[start Data shown]
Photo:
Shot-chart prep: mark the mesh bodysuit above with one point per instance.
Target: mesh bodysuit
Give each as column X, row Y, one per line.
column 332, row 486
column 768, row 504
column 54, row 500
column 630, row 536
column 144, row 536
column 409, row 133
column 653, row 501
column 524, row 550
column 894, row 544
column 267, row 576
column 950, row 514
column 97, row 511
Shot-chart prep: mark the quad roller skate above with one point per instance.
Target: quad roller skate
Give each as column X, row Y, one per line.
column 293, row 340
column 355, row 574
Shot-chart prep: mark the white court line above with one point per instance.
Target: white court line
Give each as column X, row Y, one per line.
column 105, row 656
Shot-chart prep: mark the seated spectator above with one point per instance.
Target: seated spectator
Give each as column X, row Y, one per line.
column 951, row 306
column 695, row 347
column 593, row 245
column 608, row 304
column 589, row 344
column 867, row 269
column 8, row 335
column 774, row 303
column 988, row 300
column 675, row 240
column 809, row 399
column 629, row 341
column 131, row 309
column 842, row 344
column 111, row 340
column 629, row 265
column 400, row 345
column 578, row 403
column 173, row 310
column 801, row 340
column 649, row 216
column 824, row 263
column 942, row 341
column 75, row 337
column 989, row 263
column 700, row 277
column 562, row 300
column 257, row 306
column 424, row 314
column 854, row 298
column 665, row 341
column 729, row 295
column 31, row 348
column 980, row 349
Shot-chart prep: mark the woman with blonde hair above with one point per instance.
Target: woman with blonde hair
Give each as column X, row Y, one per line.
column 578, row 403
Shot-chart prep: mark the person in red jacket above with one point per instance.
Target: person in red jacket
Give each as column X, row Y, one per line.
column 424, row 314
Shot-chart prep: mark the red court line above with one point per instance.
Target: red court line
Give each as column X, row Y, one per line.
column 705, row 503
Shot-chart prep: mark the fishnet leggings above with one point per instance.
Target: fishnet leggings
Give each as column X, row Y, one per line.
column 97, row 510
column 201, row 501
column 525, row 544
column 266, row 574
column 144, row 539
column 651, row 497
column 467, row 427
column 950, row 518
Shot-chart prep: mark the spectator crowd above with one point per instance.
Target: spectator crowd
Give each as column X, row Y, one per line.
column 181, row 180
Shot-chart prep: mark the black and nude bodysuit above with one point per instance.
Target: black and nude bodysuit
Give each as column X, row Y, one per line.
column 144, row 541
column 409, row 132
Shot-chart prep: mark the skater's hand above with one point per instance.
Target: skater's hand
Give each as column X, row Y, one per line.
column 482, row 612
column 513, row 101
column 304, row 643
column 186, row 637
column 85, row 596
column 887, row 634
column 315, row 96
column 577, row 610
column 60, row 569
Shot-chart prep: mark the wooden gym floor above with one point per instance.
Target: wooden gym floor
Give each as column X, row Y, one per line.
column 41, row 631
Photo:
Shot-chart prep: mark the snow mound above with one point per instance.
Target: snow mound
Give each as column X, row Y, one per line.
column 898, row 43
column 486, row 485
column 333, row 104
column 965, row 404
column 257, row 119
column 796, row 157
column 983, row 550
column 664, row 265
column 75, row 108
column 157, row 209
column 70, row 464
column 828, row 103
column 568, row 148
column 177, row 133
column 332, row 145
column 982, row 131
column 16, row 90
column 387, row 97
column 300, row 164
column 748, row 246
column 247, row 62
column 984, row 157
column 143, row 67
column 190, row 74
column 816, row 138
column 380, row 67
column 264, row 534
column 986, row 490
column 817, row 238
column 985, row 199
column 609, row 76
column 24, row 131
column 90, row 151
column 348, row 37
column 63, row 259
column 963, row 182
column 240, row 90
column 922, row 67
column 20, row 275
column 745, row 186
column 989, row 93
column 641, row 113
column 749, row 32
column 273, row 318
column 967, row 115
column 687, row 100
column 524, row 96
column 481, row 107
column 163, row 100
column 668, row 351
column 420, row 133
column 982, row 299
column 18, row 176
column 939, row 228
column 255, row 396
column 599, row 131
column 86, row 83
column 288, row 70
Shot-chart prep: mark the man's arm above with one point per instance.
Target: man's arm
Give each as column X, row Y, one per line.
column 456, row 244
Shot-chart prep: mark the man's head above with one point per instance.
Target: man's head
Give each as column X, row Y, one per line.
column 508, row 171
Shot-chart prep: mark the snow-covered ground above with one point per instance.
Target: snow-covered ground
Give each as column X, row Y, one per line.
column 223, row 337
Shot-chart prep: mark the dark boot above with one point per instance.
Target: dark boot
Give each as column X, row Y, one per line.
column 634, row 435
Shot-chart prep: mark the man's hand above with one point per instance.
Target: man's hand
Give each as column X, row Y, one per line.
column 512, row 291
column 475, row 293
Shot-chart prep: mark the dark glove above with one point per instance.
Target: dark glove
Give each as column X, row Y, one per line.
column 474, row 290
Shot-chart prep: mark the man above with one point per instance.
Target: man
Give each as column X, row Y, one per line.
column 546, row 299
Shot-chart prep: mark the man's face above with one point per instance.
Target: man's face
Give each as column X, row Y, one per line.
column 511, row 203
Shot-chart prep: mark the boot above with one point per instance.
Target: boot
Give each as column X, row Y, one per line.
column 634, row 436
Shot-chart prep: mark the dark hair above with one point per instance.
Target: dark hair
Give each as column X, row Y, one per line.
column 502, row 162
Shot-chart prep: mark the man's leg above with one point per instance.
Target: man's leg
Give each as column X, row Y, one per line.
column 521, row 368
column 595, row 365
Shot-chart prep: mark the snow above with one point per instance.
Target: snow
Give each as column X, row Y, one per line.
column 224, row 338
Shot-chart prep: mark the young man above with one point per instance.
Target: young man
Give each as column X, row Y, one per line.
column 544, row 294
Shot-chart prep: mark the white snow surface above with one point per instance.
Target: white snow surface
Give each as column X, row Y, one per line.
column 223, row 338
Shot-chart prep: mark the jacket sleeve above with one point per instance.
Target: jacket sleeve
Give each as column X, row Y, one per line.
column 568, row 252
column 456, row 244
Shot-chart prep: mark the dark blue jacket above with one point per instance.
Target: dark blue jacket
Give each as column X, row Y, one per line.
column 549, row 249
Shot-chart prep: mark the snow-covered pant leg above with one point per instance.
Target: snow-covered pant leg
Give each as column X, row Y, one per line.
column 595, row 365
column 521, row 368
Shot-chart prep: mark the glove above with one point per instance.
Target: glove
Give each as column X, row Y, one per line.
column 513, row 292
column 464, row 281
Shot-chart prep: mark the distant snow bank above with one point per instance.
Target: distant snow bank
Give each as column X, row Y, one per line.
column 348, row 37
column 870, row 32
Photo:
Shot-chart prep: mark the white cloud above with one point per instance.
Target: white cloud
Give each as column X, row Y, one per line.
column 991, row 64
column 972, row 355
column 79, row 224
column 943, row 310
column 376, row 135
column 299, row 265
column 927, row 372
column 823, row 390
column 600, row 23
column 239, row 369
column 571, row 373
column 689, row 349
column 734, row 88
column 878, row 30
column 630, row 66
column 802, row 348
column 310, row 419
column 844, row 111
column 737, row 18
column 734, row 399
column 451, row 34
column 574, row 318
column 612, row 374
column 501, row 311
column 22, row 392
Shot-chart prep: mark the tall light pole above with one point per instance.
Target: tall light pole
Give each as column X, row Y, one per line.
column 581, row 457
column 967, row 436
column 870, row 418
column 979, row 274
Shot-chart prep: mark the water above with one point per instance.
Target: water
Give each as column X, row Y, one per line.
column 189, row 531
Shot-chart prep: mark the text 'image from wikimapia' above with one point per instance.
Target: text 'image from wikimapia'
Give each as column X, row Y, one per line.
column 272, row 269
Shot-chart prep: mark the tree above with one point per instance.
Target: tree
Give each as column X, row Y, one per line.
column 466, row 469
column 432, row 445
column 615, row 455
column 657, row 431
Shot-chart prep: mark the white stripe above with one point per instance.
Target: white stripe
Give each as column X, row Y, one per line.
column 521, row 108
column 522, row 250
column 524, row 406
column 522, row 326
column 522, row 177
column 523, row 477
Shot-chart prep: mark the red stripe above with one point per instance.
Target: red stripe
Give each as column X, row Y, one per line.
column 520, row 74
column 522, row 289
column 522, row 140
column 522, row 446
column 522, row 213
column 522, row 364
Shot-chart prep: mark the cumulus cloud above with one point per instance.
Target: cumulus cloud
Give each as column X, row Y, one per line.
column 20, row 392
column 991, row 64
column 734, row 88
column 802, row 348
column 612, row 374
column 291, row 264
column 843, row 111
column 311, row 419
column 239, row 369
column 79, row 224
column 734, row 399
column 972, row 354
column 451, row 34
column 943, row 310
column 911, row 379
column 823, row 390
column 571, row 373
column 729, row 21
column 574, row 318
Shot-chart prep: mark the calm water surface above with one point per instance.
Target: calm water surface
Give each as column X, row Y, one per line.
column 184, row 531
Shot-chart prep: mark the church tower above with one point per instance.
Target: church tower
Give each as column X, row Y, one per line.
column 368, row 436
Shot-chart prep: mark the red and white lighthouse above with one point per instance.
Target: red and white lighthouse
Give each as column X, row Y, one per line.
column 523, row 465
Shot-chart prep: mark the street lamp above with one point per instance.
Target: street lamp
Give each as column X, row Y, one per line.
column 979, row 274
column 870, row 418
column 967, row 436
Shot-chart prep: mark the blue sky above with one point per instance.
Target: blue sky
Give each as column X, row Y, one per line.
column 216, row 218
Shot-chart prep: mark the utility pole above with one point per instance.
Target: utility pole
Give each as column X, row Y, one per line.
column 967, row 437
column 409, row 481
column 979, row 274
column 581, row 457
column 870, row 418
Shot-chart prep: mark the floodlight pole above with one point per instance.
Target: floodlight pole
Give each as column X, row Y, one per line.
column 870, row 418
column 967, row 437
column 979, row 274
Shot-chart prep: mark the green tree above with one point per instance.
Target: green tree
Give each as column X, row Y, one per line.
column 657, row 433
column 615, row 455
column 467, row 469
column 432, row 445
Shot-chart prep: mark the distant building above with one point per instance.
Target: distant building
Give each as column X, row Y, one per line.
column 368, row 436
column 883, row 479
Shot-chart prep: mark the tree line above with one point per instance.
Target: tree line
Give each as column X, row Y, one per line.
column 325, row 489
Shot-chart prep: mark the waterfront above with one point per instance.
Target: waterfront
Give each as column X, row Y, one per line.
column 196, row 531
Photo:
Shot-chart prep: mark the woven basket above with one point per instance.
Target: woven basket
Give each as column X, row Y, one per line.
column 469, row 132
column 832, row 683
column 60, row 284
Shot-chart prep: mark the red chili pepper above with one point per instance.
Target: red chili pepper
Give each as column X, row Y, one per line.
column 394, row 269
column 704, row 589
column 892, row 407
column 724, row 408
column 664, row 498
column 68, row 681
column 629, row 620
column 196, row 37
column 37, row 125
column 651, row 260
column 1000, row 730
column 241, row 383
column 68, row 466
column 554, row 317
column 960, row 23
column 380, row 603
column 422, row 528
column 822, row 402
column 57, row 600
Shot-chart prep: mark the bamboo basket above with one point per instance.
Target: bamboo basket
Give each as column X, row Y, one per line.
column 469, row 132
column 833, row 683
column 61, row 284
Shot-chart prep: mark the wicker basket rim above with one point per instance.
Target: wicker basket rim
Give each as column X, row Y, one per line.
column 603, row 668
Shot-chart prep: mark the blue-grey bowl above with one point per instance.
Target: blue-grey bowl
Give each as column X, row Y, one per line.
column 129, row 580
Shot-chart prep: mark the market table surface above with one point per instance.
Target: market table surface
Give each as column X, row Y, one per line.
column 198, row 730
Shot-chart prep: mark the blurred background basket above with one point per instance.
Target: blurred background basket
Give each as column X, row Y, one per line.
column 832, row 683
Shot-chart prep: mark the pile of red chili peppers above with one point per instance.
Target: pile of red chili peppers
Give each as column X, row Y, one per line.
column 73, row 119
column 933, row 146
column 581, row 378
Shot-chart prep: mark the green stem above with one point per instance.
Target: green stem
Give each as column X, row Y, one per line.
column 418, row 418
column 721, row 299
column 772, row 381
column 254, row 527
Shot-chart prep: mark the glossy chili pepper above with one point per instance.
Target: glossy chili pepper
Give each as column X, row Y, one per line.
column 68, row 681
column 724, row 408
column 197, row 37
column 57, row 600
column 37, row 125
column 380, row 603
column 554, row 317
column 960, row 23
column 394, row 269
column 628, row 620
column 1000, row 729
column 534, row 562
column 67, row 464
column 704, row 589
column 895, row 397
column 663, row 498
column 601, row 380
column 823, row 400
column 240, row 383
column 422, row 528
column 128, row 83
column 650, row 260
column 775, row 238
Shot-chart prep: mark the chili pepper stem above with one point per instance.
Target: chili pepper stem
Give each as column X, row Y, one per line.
[end Data shown]
▶ What you have to do:
Print the lines of the listing above exactly as they appear, from the line with "Shot-chart prep: mark the man's face" to the line with "column 549, row 249", including both of those lines.

▶ Output:
Shot-chart prep: mark the man's face above with one point per instance.
Target: man's face
Give each as column X, row Y, one per line.
column 511, row 203
Shot-chart prep: mark the boot above with one point per instance.
Target: boot
Give each as column X, row Y, one per line.
column 634, row 436
Shot-chart prep: mark the dark hair above with one point per instance.
Target: dark hair
Give each as column X, row Y, one per line.
column 502, row 162
Shot-chart prep: mark the man's leg above with one point per instance.
Target: man's leg
Give each as column X, row Y, one per line.
column 521, row 368
column 595, row 365
Shot-chart prep: mark the snow above with one point per instance.
Target: snow
Give each as column X, row Y, one per line.
column 224, row 338
Shot-chart prep: mark the young man above with one point per instance.
Target: young man
Give each as column X, row Y, one per line.
column 544, row 294
Shot-chart prep: mark the white snow surface above with one point per instance.
Target: white snow surface
Give each as column X, row Y, one per line.
column 223, row 338
Shot-chart prep: mark the jacket sleeve above with one point per instance.
Target: jacket sleeve
Give each as column X, row Y, one per line.
column 568, row 252
column 456, row 244
Shot-chart prep: mark the dark blue jacket above with one point per instance.
Target: dark blue jacket
Give each as column X, row Y, one per line.
column 549, row 249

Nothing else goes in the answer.